▶ Material for the task:
▬▬▬▬▬▬

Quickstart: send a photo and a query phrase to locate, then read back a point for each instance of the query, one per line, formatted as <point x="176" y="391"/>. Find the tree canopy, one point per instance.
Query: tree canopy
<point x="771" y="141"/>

▬▬▬▬▬▬

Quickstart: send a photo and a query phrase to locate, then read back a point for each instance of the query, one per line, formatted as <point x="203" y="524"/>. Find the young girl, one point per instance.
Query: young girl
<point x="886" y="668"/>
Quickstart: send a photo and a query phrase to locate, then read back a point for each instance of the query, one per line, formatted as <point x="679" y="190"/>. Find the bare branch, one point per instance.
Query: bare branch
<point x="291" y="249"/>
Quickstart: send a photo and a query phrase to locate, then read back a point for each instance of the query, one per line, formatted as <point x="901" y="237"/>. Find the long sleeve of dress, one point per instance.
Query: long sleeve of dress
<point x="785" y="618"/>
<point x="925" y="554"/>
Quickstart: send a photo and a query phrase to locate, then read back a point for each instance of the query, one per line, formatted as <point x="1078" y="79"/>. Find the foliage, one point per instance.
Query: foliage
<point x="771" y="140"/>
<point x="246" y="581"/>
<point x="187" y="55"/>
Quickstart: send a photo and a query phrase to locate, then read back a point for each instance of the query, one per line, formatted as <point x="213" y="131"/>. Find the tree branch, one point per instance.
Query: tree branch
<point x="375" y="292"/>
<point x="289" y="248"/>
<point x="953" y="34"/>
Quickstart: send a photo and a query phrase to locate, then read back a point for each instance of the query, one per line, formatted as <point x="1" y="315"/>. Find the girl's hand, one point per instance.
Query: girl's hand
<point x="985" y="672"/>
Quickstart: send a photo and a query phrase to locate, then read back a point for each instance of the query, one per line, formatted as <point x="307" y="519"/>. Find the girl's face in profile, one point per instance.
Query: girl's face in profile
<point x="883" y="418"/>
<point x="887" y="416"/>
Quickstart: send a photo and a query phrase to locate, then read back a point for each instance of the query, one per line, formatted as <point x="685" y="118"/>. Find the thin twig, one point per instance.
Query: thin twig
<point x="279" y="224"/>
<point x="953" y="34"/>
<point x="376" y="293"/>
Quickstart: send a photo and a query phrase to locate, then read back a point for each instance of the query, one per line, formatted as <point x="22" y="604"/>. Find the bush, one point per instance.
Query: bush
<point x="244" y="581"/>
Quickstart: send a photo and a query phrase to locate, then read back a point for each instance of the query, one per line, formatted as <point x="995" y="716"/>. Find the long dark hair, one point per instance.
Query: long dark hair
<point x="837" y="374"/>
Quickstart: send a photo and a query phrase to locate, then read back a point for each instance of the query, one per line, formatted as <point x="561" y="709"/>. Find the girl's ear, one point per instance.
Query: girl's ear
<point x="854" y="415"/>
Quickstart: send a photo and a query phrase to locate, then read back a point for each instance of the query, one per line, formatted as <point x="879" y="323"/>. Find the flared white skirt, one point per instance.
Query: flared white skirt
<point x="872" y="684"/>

▬▬▬▬▬▬

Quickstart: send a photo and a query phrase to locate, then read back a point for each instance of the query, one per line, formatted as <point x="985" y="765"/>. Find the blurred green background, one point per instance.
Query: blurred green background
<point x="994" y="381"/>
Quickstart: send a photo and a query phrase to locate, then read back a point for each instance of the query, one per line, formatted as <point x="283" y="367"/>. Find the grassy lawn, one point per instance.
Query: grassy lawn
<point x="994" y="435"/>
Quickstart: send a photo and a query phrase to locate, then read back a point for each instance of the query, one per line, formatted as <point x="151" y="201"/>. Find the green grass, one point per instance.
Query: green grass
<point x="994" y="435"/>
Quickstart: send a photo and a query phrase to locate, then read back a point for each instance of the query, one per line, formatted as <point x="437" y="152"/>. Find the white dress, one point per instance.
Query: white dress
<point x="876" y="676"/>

▬▬▬▬▬▬

▶ Written request: Gather every line of the entries above that contains the string "hair". Case counts.

▶ Written solution:
Quickstart: send a photo and a query phrase to locate, then read back a point for each instance of the query, one per line, formatted as <point x="995" y="716"/>. Find the long dark hair, one point per instance.
Query: long dark hair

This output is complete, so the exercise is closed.